Saved data entries:
[start]

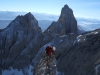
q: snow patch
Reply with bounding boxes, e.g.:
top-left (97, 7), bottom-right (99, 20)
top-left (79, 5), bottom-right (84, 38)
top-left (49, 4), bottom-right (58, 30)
top-left (60, 40), bottom-right (63, 42)
top-left (2, 67), bottom-right (24, 75)
top-left (56, 71), bottom-right (64, 75)
top-left (94, 32), bottom-right (98, 34)
top-left (32, 43), bottom-right (52, 66)
top-left (2, 65), bottom-right (33, 75)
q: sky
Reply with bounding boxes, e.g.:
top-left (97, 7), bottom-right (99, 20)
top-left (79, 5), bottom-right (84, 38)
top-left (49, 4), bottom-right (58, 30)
top-left (0, 0), bottom-right (100, 19)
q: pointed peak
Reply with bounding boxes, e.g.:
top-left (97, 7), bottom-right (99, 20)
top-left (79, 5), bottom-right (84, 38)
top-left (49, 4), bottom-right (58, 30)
top-left (24, 12), bottom-right (33, 16)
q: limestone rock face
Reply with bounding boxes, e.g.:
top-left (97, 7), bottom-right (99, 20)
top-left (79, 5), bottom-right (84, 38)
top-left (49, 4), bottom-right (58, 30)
top-left (58, 29), bottom-right (100, 75)
top-left (44, 5), bottom-right (78, 35)
top-left (0, 13), bottom-right (43, 69)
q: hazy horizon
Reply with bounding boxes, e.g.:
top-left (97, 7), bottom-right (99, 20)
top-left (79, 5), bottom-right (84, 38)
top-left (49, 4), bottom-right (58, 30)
top-left (0, 0), bottom-right (100, 19)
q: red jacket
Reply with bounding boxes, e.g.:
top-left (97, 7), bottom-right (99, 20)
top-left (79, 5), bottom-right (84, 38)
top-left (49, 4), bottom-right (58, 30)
top-left (46, 46), bottom-right (54, 56)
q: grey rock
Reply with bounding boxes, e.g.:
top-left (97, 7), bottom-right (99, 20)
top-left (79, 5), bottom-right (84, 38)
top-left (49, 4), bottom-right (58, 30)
top-left (44, 5), bottom-right (78, 35)
top-left (58, 29), bottom-right (100, 75)
top-left (0, 13), bottom-right (42, 69)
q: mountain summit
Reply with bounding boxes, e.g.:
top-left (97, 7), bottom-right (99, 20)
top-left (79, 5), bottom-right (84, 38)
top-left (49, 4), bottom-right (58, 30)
top-left (44, 5), bottom-right (78, 35)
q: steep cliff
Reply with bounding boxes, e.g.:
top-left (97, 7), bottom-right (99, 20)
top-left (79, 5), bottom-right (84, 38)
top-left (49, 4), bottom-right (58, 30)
top-left (44, 5), bottom-right (78, 35)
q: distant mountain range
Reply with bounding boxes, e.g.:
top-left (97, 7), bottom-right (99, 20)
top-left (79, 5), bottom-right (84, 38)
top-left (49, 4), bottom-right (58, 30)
top-left (0, 11), bottom-right (100, 31)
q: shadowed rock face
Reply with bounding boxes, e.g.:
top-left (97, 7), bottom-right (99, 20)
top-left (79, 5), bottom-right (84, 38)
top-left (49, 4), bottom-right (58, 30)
top-left (44, 5), bottom-right (78, 35)
top-left (0, 5), bottom-right (100, 75)
top-left (58, 29), bottom-right (100, 75)
top-left (0, 13), bottom-right (52, 69)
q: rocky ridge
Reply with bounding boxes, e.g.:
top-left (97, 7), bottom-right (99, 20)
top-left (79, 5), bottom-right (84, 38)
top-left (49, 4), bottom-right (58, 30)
top-left (0, 5), bottom-right (100, 75)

[end]

**OBJECTIVE**
Rewrite the material in full, changing every "e.g." to "for example" and leaving everything else as it is. Leave out the pictures.

**SOLUTION**
q: snow patch
Reply with bounding boxes, for example:
top-left (97, 7), bottom-right (99, 20)
top-left (79, 5), bottom-right (84, 38)
top-left (49, 4), bottom-right (58, 30)
top-left (60, 40), bottom-right (63, 42)
top-left (2, 67), bottom-right (24, 75)
top-left (56, 71), bottom-right (64, 75)
top-left (94, 32), bottom-right (98, 34)
top-left (32, 43), bottom-right (52, 66)
top-left (2, 65), bottom-right (33, 75)
q: sky
Reply with bounding boxes, for example:
top-left (97, 7), bottom-right (99, 20)
top-left (79, 5), bottom-right (84, 38)
top-left (49, 4), bottom-right (58, 30)
top-left (0, 0), bottom-right (100, 19)
q: pointed peak
Reply with bounding boxes, for example:
top-left (97, 7), bottom-right (99, 20)
top-left (79, 5), bottom-right (84, 38)
top-left (49, 4), bottom-right (58, 30)
top-left (24, 12), bottom-right (33, 16)
q: limestone rock face
Reply with bounding boxes, for example:
top-left (97, 7), bottom-right (99, 20)
top-left (79, 5), bottom-right (84, 38)
top-left (49, 4), bottom-right (58, 30)
top-left (58, 29), bottom-right (100, 75)
top-left (44, 5), bottom-right (78, 35)
top-left (0, 13), bottom-right (43, 69)
q: hazy horizon
Reply with bounding boxes, for example:
top-left (97, 7), bottom-right (99, 20)
top-left (79, 5), bottom-right (84, 38)
top-left (49, 4), bottom-right (58, 30)
top-left (0, 0), bottom-right (100, 19)
q: red jacket
Reply with bounding boxes, for example:
top-left (97, 7), bottom-right (99, 20)
top-left (79, 5), bottom-right (84, 38)
top-left (49, 4), bottom-right (58, 30)
top-left (46, 46), bottom-right (54, 56)
q: grey rock
Reply with bounding boxes, for example:
top-left (97, 7), bottom-right (99, 20)
top-left (79, 5), bottom-right (84, 38)
top-left (49, 4), bottom-right (58, 30)
top-left (44, 5), bottom-right (78, 35)
top-left (58, 29), bottom-right (100, 75)
top-left (0, 13), bottom-right (42, 69)
q: mountain summit
Reply with bounding boxes, for example:
top-left (97, 7), bottom-right (99, 20)
top-left (79, 5), bottom-right (84, 38)
top-left (49, 4), bottom-right (58, 30)
top-left (44, 5), bottom-right (78, 35)
q: steep cliff
Reply with bounding boxes, for example:
top-left (97, 7), bottom-right (99, 20)
top-left (79, 5), bottom-right (84, 38)
top-left (49, 4), bottom-right (58, 30)
top-left (44, 5), bottom-right (78, 35)
q: distant mountain range
Reply with bounding boxes, for example:
top-left (97, 7), bottom-right (99, 20)
top-left (79, 5), bottom-right (84, 38)
top-left (49, 4), bottom-right (58, 30)
top-left (0, 11), bottom-right (100, 31)
q: shadowed rock face
Reply with bounding boxes, for example:
top-left (97, 7), bottom-right (99, 20)
top-left (79, 5), bottom-right (84, 38)
top-left (49, 4), bottom-right (58, 30)
top-left (44, 5), bottom-right (78, 35)
top-left (0, 5), bottom-right (100, 75)
top-left (58, 29), bottom-right (100, 75)
top-left (0, 13), bottom-right (52, 69)
q: rocky ridge
Reply with bounding boxes, for example:
top-left (97, 7), bottom-right (99, 20)
top-left (79, 5), bottom-right (84, 38)
top-left (49, 4), bottom-right (58, 30)
top-left (0, 5), bottom-right (100, 75)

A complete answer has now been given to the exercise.